▶

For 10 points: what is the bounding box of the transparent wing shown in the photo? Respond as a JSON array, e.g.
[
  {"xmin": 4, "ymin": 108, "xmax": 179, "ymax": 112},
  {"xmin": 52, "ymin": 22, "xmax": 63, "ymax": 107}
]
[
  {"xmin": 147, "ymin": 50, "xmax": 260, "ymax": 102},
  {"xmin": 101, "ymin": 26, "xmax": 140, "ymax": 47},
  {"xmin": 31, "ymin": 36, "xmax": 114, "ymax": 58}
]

◀

Copy out each line of the data above that contains the string "xmin".

> _WRITTEN ANSWER_
  {"xmin": 4, "ymin": 108, "xmax": 179, "ymax": 112},
  {"xmin": 52, "ymin": 22, "xmax": 63, "ymax": 107}
  {"xmin": 147, "ymin": 50, "xmax": 260, "ymax": 102},
  {"xmin": 101, "ymin": 26, "xmax": 140, "ymax": 47},
  {"xmin": 31, "ymin": 36, "xmax": 114, "ymax": 58}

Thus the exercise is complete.